▶ _DOCUMENT EXCERPT_
+ + + +
Custom Middleware in FastAPI: Production Guide

Middleware in FastAPI is a layer of code that runs before your routes and after the response is generated. It intercepts HTTP requests, can modify them, run application logic, and then intercept responses before they reach the client. Common middleware handles authentication, logging, CORS headers, rate limiting, and request/response modification. Unlike decorators on individual routes, middleware applies globally—one middleware function controls behavior across your entire API.

As someone who built observability systems for production APIs, I've seen well-designed middleware transform raw requests into rich telemetry. This guide shows you how to write middleware that's both powerful and maintainable.

Understanding Middleware Order and Execution

Middleware is a stack. The first middleware added is the outermost layer; requests pass through it first, then through inner layers, hit your routes, and responses travel backward. Order matters—authentication middleware should run before rate limiting so you rate-limit per user, not per IP.
+ + + +
▶ _ACTIONS TO TAKE_
1. Using the FastAPI middleware guide, decide whether each statement agrees with it. Answer yes or no for each, and quote the words that settle it.
(a) Middleware runs only before the routes, never after.
(b) The first middleware added is the outermost layer.
(c) Authentication middleware should run after rate limiting.
2. According to the FastAPI middleware guide, how does the reach of middleware differ from that of decorators on individual routes?
3. Carry on with the FastAPI middleware guide, starting after its final sentence.
The items that come after this guide are separate material and have no connection to it.

▶ _DATASET EXTRACT_
+ + + +
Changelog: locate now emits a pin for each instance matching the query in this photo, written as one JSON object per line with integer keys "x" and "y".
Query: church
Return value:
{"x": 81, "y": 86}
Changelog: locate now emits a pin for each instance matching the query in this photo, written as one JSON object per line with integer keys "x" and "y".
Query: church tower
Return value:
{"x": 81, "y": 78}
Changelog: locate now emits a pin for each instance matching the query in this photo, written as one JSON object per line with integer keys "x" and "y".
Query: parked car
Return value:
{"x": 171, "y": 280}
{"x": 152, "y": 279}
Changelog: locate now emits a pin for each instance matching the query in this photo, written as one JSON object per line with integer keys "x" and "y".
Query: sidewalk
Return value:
+ + + +
▶ _EXPECTED ANSWERS_
1.
(a) No: "runs before your routes and after the response is generated."
(b) Yes: "The first middleware added is the outermost layer."
(c) No: "authentication middleware should run before rate limiting so you rate-limit per user, not per IP."

2. Middleware applies globally: one middleware function controls behavior across the entire API.

3.
from fastapi import FastAPI
from starlette.middleware.base import BaseHTTPMiddleware
from starlette.requests import Request
import time

app = FastAPI()

# Middleware 1: Timing
class TimingMiddleware(BaseHTTPMiddleware):
    async def dispatch(self, request: Request, call_next):
        start_time = time.time()
        response = await call_next(request)
        process_time = time.time() - start_time
        response.headers["X-Process-Time"] = str(process_time)
        return response

# Middleware 2: Request ID
class RequestIDMiddleware(BaseHTTPMiddleware):
    async def dispatch(self, request: Request, call_next):
        request_id = request.headers.get("X-Request-ID", str(uuid.uuid4()))
        request.state.request_id = request_id
        response = await call_next(request)
        response.headers["X-Request-ID"] = request_id
        return response

app.add_middleware(RequestIDMiddleware)  # Added second, inner layer
app.add_middleware(TimingMiddleware)     # Added first, outer layer

Requests flow: TimingMiddleware → RequestIDMiddleware → route → RequestIDMiddleware → TimingMiddleware. Responses bubble back in reverse.

Writing a Simple Logging Middleware

Here's a production-grade logging middleware that records every request and response:

from fastapi import FastAPI
from starlette.middleware.base import BaseHTTPMiddleware
from starlette.requests import Request
from starlette.responses import Response
import logging
import time
import json

logging.basicConfig(level=logging.INFO)
logger = logging.getLogger(__name__)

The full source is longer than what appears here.